THE PROBLEM:
Can you recast the listing below as a Markdown table with the columns Row and Line, numbering every line in order and leaving out any blank lines?

BEGIN ROWS

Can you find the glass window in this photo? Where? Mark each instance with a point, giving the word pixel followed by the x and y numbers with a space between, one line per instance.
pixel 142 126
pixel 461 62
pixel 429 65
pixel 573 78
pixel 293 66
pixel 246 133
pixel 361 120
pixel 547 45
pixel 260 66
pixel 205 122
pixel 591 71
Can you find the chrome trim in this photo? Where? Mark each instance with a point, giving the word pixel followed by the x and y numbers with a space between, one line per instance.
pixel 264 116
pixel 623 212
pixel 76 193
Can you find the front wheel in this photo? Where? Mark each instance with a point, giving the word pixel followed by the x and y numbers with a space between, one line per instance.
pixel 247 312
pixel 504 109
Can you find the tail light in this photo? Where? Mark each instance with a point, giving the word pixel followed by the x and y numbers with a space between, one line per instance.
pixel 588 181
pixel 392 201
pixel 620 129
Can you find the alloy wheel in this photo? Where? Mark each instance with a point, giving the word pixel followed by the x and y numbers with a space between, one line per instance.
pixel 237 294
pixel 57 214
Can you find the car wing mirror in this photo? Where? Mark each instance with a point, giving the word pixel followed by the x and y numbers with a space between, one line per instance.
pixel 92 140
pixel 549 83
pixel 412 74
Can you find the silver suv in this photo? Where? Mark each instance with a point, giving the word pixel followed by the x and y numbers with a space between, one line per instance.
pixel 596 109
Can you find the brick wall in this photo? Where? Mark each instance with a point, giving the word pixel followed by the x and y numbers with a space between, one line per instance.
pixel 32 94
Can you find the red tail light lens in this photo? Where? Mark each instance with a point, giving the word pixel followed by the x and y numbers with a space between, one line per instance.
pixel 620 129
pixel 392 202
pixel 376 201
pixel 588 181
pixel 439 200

END ROWS

ANSWER TO THIS PROBLEM:
| Row | Line |
|---|---|
| 1 | Can you find the glass window in this photo? Where? Mark each instance with a point, giving the word pixel followed by the x and y numbers with a space between, one line per instance. |
| 2 | pixel 142 126 |
| 3 | pixel 461 62 |
| 4 | pixel 429 65 |
| 5 | pixel 573 78 |
| 6 | pixel 293 66 |
| 7 | pixel 246 133 |
| 8 | pixel 361 120 |
| 9 | pixel 547 45 |
| 10 | pixel 260 66 |
| 11 | pixel 205 122 |
| 12 | pixel 591 71 |
| 13 | Can you find the chrome trim in this photo? Where? Mark each instance with a point, giving the word pixel followed by the x and y numbers with a space between, one line per instance. |
| 14 | pixel 264 116 |
| 15 | pixel 623 212 |
| 16 | pixel 76 193 |
| 17 | Can you find the front wheel in this photo? Where? Mark each instance with a point, giving the word pixel followed by the x and y numbers with a space between, one line per instance. |
| 18 | pixel 247 312 |
| 19 | pixel 504 109 |
| 20 | Can you find the tail light in this photo? Where? Mark each instance with a point, giving the word pixel followed by the x and y numbers with a space between, one line per instance. |
| 21 | pixel 588 181 |
| 22 | pixel 392 201 |
| 23 | pixel 620 129 |
| 24 | Can you find the alloy wheel in this photo? Where? Mark each instance with a point, giving the word pixel followed by the x and y numbers with a space between, one line per instance. |
| 25 | pixel 237 294 |
| 26 | pixel 57 214 |
| 27 | Can you find the car wing mirror in this photo? Where? Mark each instance with a point, giving the word pixel followed by the x and y numbers with a space between, one line per instance. |
| 28 | pixel 92 140 |
| 29 | pixel 549 83 |
| 30 | pixel 412 74 |
| 31 | Can you find the silver suv in this photo? Where? Mark each instance with a point, giving the word pixel followed by the x and y numbers with a space between, one line per instance. |
| 32 | pixel 596 109 |
| 33 | Can you find the brick wall in this photo? Where? Mark each instance with a point, giving the word pixel followed by the x and y numbers with a space between, one line per instance. |
| 34 | pixel 32 94 |
| 35 | Can you find the red tail light lens in this photo? Where? Mark each instance with a point, giving the word pixel followed by the x and y numbers with a space between, one line per instance. |
| 36 | pixel 620 129 |
| 37 | pixel 392 202 |
| 38 | pixel 376 201 |
| 39 | pixel 588 181 |
| 40 | pixel 439 200 |